▶ _Aim of the exercise_
Please give back, word for word, each line from the start of the entries through the one in which "TARGET = green grass field" is found.
━━━━━ Dataset excerpts ━━━━━
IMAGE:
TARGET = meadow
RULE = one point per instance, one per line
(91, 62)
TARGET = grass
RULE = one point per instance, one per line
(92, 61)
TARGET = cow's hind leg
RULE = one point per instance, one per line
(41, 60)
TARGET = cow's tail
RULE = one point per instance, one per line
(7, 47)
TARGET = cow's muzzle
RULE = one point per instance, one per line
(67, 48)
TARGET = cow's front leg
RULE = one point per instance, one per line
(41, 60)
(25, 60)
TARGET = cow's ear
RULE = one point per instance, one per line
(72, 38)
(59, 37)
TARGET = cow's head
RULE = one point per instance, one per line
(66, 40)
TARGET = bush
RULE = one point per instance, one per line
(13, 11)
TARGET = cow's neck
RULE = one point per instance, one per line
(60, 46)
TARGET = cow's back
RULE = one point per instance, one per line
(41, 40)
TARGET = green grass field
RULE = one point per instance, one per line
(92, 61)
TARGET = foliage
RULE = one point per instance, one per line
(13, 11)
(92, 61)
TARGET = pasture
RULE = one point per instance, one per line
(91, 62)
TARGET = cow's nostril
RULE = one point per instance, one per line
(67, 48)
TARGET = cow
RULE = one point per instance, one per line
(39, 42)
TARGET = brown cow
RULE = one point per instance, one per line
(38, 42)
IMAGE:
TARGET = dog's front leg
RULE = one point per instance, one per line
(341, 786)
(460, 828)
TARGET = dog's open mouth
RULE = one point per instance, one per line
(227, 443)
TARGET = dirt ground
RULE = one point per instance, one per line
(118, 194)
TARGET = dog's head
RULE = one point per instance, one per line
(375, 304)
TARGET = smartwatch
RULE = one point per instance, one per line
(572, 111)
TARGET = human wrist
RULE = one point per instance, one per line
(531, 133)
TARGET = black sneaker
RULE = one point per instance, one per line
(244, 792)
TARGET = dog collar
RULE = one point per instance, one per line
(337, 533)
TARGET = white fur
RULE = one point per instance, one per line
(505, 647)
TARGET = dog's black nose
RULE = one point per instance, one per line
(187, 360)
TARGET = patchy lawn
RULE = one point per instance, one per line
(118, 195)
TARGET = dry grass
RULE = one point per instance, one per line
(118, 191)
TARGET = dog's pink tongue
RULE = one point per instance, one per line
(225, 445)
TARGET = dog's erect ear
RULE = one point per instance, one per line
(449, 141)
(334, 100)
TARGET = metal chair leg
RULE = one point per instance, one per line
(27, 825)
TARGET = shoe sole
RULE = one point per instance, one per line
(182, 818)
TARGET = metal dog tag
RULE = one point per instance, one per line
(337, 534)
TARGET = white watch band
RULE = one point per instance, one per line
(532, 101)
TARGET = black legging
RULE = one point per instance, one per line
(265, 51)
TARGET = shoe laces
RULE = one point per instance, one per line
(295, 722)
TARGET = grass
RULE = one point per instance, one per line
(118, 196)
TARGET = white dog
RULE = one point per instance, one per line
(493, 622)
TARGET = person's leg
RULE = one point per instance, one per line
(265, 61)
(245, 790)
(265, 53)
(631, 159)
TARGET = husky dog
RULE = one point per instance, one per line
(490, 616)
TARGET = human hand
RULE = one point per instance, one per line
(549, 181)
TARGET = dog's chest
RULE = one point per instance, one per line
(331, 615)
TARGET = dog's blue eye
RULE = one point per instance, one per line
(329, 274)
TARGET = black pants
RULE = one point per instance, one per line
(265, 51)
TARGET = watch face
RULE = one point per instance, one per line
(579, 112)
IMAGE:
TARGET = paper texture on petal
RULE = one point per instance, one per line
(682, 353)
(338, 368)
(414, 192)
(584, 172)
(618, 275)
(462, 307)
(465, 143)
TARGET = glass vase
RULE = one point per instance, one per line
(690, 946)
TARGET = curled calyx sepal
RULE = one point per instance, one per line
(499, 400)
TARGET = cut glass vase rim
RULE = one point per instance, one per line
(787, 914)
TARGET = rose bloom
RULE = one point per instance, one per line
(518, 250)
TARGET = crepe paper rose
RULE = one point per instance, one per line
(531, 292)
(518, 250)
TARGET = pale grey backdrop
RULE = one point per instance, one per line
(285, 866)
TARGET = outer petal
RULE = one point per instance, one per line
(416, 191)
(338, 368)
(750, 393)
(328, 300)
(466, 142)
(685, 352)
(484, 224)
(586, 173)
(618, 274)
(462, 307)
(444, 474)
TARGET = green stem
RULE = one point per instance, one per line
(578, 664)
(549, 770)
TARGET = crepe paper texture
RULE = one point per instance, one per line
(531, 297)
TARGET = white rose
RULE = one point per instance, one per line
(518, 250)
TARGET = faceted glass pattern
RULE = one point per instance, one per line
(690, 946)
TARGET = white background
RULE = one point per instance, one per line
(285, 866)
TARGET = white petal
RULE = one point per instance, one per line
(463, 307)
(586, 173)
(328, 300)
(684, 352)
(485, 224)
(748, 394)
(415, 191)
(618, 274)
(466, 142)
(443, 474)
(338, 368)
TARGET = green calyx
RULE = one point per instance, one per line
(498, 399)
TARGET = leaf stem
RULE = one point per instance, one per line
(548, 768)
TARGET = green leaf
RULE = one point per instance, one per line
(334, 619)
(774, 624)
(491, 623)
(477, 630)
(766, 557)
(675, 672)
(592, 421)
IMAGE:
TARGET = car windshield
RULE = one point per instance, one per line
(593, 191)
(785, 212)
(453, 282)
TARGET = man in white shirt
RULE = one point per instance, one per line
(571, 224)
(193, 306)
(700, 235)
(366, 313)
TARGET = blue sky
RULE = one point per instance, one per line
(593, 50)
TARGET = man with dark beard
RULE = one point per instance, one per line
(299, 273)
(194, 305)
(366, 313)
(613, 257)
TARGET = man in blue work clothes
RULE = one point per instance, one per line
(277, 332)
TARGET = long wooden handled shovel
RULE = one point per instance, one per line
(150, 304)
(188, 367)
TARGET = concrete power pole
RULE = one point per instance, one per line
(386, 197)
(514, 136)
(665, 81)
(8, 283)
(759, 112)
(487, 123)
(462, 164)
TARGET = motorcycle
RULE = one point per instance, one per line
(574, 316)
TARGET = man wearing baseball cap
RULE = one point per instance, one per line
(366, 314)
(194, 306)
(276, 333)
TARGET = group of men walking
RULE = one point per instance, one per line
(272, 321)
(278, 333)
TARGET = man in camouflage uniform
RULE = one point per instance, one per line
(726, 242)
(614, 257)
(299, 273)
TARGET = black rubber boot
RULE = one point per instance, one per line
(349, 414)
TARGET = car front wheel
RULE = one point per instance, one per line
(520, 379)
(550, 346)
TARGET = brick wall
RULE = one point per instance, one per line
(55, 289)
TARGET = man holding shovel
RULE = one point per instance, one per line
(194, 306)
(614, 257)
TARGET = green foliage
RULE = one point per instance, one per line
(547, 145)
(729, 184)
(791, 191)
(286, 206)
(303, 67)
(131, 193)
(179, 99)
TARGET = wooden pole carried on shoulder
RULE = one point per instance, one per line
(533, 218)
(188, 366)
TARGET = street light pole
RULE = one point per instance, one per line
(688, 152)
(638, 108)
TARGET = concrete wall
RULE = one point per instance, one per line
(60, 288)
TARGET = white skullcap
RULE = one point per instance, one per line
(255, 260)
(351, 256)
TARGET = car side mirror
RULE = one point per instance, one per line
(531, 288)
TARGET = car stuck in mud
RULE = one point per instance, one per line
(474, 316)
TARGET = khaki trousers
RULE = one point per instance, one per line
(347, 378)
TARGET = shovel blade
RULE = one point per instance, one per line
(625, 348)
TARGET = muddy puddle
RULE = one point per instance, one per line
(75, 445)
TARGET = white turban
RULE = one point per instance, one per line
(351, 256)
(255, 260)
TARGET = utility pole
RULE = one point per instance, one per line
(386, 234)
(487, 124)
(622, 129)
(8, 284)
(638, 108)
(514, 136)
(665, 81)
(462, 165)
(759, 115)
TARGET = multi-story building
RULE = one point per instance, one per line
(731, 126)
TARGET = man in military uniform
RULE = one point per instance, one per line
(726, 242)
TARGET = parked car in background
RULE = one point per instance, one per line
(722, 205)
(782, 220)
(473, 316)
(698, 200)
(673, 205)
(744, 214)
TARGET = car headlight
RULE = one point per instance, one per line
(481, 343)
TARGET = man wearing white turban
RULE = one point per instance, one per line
━━━━━
▶ _Written reply_
IMAGE:
TARGET = meadow
RULE = one point per instance, one per line
(91, 62)
TARGET = grass
RULE = one point per instance, one per line
(92, 61)
TARGET = cow's hind leg
RULE = one point per instance, one per line
(41, 60)
TARGET = cow's tail
RULE = one point per instance, one per line
(7, 47)
TARGET = cow's muzzle
RULE = one point per instance, one per line
(67, 48)
TARGET = cow's front leg
RULE = one point per instance, one per line
(41, 60)
(25, 60)
TARGET = cow's ear
RULE = one point per instance, one per line
(72, 38)
(59, 37)
TARGET = cow's head
RULE = one point per instance, one per line
(66, 40)
TARGET = bush
RULE = one point per instance, one per line
(13, 11)
TARGET = cow's neck
RULE = one point per instance, one per line
(60, 46)
TARGET = cow's back
RULE = one point per instance, one per line
(41, 40)
TARGET = green grass field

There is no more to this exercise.